原文抜粋
_ _ _ _

保守派アメリカ人と観た『主戦場』

ミシガン州アンナーバー市ダウンタウンにあるミシガンシアターにおいて、ドキュメンタリー映画『主戦場』が上映される事を、当日にミキ・デザキ監督から知らされた。ミシガンシアターは、私の自宅から10分とかからない距離にある。せっかくなので、主人や義兄、義妹夫婦、友人らを誘って、鑑賞する事にした。『主戦場』については、一度デザキ監督からリンクが送られており、それを主人や子供たちと鑑賞している。その時は、あまりの偏向振りに嫌気がさし、途中から注意を払う事をやめてしまったが、映画館では集中して鑑賞し続けるしかない。その分、細部に至るクリティカルな批判が出来るかと期待したのだが、実際には、展開が早すぎて、資料を提示している場合でも、その資料の全体はおろかハイライトされている部分すら読む時間が与えられていなかった。批判するべき点においては、だいたい今までにも書いた通りであるが、敢えて付け加えるとすれば、編集の結果、私の言葉がデザキ氏の都合の良いように切り取られている点である。これについては、後述する。

今回の鑑賞は、アメリカという国で、アメリカ人に囲まれて行なったので、アメリカ人として鑑賞する事が出来た。しかも極東の歴史や政治問題について疎いアメリカ人らと共に鑑賞した為、私自身、一般的アメリカ人の視点から鑑賞する事が出来た。

_ _ _ _

提供資料
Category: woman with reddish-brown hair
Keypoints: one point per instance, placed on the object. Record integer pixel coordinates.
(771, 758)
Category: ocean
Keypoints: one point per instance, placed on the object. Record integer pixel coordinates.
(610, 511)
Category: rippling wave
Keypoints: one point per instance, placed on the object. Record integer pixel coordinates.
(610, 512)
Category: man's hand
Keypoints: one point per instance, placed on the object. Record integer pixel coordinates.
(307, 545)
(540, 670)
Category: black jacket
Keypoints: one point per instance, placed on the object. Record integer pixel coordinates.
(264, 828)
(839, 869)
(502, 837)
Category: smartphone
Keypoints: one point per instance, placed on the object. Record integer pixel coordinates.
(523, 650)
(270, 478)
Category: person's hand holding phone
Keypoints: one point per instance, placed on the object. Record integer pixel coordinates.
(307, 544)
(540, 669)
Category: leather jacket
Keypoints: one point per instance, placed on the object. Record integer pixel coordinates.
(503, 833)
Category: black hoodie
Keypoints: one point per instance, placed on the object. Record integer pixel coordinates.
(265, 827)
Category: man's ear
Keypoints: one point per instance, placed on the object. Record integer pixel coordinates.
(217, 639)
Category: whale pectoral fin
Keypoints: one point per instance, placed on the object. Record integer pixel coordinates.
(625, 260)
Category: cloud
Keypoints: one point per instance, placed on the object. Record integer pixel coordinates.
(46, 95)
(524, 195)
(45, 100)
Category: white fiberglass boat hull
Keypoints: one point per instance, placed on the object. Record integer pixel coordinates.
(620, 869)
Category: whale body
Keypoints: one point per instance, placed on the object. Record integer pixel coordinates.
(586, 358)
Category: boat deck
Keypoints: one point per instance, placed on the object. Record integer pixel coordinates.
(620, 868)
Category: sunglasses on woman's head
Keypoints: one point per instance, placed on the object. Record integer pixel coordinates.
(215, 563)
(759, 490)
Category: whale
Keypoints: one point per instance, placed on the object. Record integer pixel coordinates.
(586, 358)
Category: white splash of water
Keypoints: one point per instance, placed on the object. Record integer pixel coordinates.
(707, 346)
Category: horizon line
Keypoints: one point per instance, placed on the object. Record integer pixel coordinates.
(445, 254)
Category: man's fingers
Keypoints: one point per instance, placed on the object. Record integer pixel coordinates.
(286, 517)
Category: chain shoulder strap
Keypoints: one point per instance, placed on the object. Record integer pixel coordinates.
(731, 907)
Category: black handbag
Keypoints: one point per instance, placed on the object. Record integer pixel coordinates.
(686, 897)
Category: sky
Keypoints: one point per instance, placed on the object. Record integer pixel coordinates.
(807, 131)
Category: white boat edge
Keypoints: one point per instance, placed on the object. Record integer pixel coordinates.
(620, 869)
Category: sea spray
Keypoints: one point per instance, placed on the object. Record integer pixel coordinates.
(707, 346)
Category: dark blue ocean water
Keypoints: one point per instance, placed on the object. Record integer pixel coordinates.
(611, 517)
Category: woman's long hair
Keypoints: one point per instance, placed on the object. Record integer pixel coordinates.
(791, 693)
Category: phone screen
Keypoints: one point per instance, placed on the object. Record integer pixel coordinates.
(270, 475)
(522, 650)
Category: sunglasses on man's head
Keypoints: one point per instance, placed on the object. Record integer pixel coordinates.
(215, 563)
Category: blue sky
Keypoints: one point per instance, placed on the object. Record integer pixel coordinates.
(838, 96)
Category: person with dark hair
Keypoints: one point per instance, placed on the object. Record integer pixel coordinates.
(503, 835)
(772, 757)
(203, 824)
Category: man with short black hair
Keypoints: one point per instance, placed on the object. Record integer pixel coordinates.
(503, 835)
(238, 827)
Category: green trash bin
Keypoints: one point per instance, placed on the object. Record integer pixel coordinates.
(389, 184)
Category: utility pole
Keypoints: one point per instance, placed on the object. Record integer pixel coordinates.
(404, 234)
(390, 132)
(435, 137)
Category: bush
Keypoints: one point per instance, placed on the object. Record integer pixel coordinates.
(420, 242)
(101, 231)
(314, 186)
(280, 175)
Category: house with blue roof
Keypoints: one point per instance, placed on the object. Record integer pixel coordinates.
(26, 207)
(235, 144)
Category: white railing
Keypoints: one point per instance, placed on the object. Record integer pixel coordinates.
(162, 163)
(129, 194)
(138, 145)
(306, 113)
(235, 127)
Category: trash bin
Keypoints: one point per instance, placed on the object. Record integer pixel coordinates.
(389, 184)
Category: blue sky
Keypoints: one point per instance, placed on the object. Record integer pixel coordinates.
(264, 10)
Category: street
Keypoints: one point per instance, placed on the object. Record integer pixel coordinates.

_ _ _ _

設問
1. 抜粋によると、ミシガンシアターは筆者の自宅からどのくらいの距離にありますか？
2. 今回、一般的アメリカ人の視点から鑑賞できた理由を、抜粋はどう説明していますか？
3. 次の(a)〜(c)は抜粋の内容と合っていますか？それぞれ「はい」か「いいえ」で答え、判断の根拠となる抜粋の語句をそのまま引用してください。
(a) 筆者は映画館で観る前に、『主戦場』を一度も観たことがなかった。
(b) 筆者は上映されることを当日にデザキ監督から知らされた。
(c) 映画の展開はゆっくりで、細部まで確認しながら観ることができた。
資料は参照しなくてかまいません。

解答
1. 10分とかからない距離です。

2. 極東の歴史や政治問題について疎いアメリカ人らと共に鑑賞したからです。

3.
(a) いいえ。「それを主人や子供たちと鑑賞している」
(b) はい。「当日にミキ・デザキ監督から知らされた」
(c) いいえ。「展開が早すぎて」